§ Activity
From the entries that follow, pick out all lines holding "order".

§ Records shown

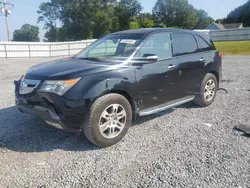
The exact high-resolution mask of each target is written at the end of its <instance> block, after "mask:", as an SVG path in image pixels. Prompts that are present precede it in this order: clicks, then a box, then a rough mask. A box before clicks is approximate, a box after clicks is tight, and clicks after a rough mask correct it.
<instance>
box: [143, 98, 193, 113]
mask: <svg viewBox="0 0 250 188" xmlns="http://www.w3.org/2000/svg"><path fill="white" fill-rule="evenodd" d="M194 98H195V97H194V96H188V97H184V98H180V99H177V100H174V101H171V102H168V103H165V104H161V105H159V106H155V107H153V108H149V109H146V110H142V111H141V112H139V116H148V115H151V114H155V113H158V112H161V111H164V110H167V109H170V108H173V107H176V106H180V105H182V104H185V103H188V102H191V101H193V100H194Z"/></svg>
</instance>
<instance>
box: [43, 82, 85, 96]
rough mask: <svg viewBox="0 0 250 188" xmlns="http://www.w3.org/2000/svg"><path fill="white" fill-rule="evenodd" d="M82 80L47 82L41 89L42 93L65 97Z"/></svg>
mask: <svg viewBox="0 0 250 188" xmlns="http://www.w3.org/2000/svg"><path fill="white" fill-rule="evenodd" d="M80 79H81V78H77V79H72V80H47V81H44V82H43V84H42V86H41V87H40V89H39V90H40V91H43V92H50V93H56V94H58V95H60V96H62V95H64V94H65V93H66V92H67V91H68V90H69V89H70V88H72V87H73V86H74V85H76V84H77V82H79V80H80Z"/></svg>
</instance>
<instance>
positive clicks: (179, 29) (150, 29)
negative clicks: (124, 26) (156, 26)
mask: <svg viewBox="0 0 250 188" xmlns="http://www.w3.org/2000/svg"><path fill="white" fill-rule="evenodd" d="M164 31H165V32H175V33H180V32H181V33H193V34H200V32H196V31H193V30H187V29H177V28H141V29H131V30H125V31H119V32H116V33H113V34H144V35H148V34H151V33H157V32H164Z"/></svg>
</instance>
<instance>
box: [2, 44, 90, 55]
mask: <svg viewBox="0 0 250 188" xmlns="http://www.w3.org/2000/svg"><path fill="white" fill-rule="evenodd" d="M94 41H95V40H83V41H76V42H56V43H54V42H51V43H48V42H0V58H39V57H57V56H72V55H75V54H77V53H78V52H79V51H81V50H82V49H83V48H86V47H87V46H88V45H90V44H91V43H92V42H94Z"/></svg>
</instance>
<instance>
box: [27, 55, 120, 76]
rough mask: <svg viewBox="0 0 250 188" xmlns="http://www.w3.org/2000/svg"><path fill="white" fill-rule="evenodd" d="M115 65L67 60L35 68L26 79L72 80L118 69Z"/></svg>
mask: <svg viewBox="0 0 250 188" xmlns="http://www.w3.org/2000/svg"><path fill="white" fill-rule="evenodd" d="M114 65H115V64H114V63H106V62H105V63H103V62H95V61H89V60H81V59H76V58H67V59H61V60H56V61H52V62H48V63H42V64H39V65H36V66H33V67H31V68H29V69H28V71H27V73H26V75H25V78H26V79H35V80H60V79H70V78H76V77H81V76H86V75H89V74H95V73H98V72H103V71H109V70H113V69H114V68H115V67H117V66H114Z"/></svg>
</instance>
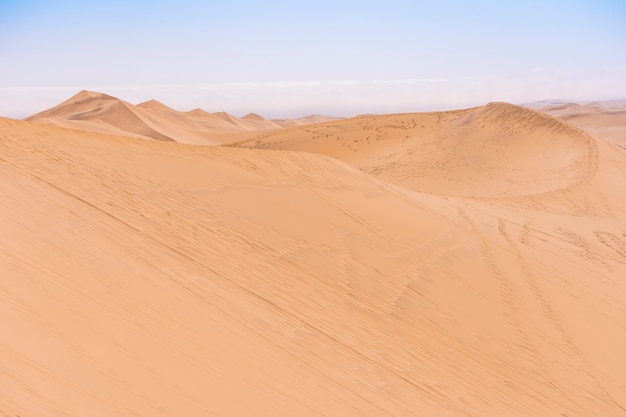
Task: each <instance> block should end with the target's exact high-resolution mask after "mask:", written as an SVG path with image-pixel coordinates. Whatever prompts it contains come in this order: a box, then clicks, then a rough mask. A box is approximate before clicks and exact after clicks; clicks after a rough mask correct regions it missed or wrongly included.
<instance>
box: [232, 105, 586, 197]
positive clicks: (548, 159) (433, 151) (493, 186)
mask: <svg viewBox="0 0 626 417" xmlns="http://www.w3.org/2000/svg"><path fill="white" fill-rule="evenodd" d="M591 143H593V140H592V138H591V137H590V136H589V135H587V134H585V133H584V132H582V131H580V130H576V129H575V128H573V127H572V126H570V125H567V124H565V123H563V122H561V121H559V120H557V119H555V118H552V117H549V116H545V115H544V114H541V113H538V112H535V111H532V110H529V109H525V108H522V107H517V106H513V105H511V104H506V103H492V104H489V105H487V106H484V107H480V108H475V109H467V110H459V111H452V112H445V113H416V114H399V115H382V116H371V117H359V118H354V119H348V120H344V121H337V122H333V123H325V124H320V125H313V126H307V127H302V128H300V129H295V130H284V131H278V132H275V133H272V134H269V135H264V136H261V137H259V138H255V139H251V140H248V141H245V142H242V143H239V144H238V145H237V146H243V147H253V148H264V149H287V150H299V151H308V152H315V153H321V154H325V155H329V156H333V157H336V158H339V159H341V160H343V161H346V162H348V163H350V164H352V165H354V166H356V167H358V168H360V169H362V170H364V171H365V172H368V173H370V174H373V175H375V176H377V177H379V178H381V179H384V180H385V181H389V182H391V183H394V184H398V185H401V186H404V187H406V188H409V189H412V190H415V191H421V192H428V193H435V194H443V195H456V196H474V197H476V196H480V197H505V196H507V197H514V196H523V195H529V194H542V193H547V192H551V191H555V190H559V189H563V188H567V187H569V186H571V185H573V184H576V183H578V182H580V181H582V180H584V179H585V178H586V177H587V175H588V173H589V171H590V169H591V166H592V155H591V152H592V151H591V150H590V147H591V145H590V144H591Z"/></svg>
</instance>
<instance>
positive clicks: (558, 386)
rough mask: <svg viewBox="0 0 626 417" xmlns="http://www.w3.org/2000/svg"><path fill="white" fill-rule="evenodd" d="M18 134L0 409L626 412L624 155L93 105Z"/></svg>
mask: <svg viewBox="0 0 626 417" xmlns="http://www.w3.org/2000/svg"><path fill="white" fill-rule="evenodd" d="M29 120H31V121H16V120H10V119H0V191H1V192H2V195H3V203H2V204H1V205H0V230H1V231H2V233H1V236H2V238H1V239H0V245H1V246H0V299H1V301H2V302H0V317H1V318H2V320H1V321H0V323H1V324H0V330H1V331H0V415H2V416H7V417H9V416H10V417H15V416H21V417H25V416H40V417H48V416H50V417H52V416H60V415H63V416H69V417H74V416H75V417H83V416H91V415H94V416H95V415H97V416H129V415H133V416H146V417H148V416H149V417H166V416H167V417H169V416H178V415H181V416H189V417H193V416H198V417H199V416H271V417H275V416H300V417H307V416H355V417H356V416H358V417H364V416H365V417H367V416H372V417H381V416H416V415H419V416H430V417H444V416H445V417H449V416H464V417H502V416H520V417H521V416H527V417H536V416H558V417H575V416H576V417H578V416H580V417H597V416H602V417H623V416H624V415H626V386H625V385H624V381H626V361H624V359H623V356H624V352H626V321H625V320H624V319H625V317H626V283H625V281H624V277H626V220H625V219H626V195H625V194H624V190H626V153H624V152H623V151H622V150H621V149H619V148H617V147H615V146H613V145H611V144H609V143H607V142H605V141H604V140H602V139H599V138H597V137H594V136H593V135H590V134H589V133H587V132H586V131H583V130H581V129H579V128H577V127H575V126H573V125H571V124H569V123H567V122H565V121H563V120H560V119H558V118H556V117H553V116H550V115H547V114H544V113H541V112H538V111H534V110H531V109H527V108H523V107H518V106H514V105H510V104H506V103H491V104H488V105H486V106H482V107H477V108H472V109H465V110H458V111H451V112H441V113H415V114H397V115H380V116H362V117H359V118H353V119H345V120H330V121H324V122H323V123H319V124H309V125H306V126H299V125H298V123H297V122H293V124H292V125H290V127H282V128H280V129H278V128H276V126H275V124H277V123H278V122H271V121H268V120H266V119H264V118H262V117H261V116H258V115H249V116H246V117H245V118H242V119H238V118H236V117H234V116H232V115H228V114H226V113H219V114H210V113H207V112H205V111H203V110H200V109H196V110H193V111H191V112H187V113H181V112H177V111H175V110H172V109H170V108H169V107H167V106H165V105H163V104H161V103H158V102H156V101H149V102H146V103H142V104H139V105H137V106H133V105H130V104H128V103H126V102H123V101H121V100H118V99H115V98H113V97H111V96H106V95H103V94H98V93H90V92H82V93H80V94H79V95H78V96H76V97H74V98H72V99H70V100H68V101H66V102H65V103H62V104H60V105H59V106H57V107H55V108H53V109H50V110H48V111H46V112H43V113H40V114H38V115H36V116H33V117H32V118H30V119H29ZM320 121H321V120H320ZM70 127H71V128H70ZM79 129H80V130H79ZM96 130H97V131H98V132H95V131H96ZM251 135H254V136H255V137H254V138H251ZM129 136H135V137H129ZM147 138H150V139H160V140H146V139H147ZM235 140H237V141H238V142H237V143H236V144H233V145H229V146H196V145H189V144H181V143H176V142H195V143H206V144H218V143H226V142H232V141H235Z"/></svg>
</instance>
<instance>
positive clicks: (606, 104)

§ Exercise response
The exact high-resolution mask of each target is written at the end of its <instance> block, after "mask:", as an SVG path in image pixels. Prompts that are present precede it in this order: clicks, then a box, then a rough mask. A box before clicks is approximate, a box after clicks is tight, and clicks after a rough mask correct it.
Task: each <instance> block should end with the target's exact high-resolution mask after "mask:", written as an SVG path with image-pixel coordinates. Whatever prompts it contains come in this order: a box, then clicks, then a rough mask. A box is approximate before clicks and exact after clicks; clicks after a rough mask correct regions it missed or wrongly included.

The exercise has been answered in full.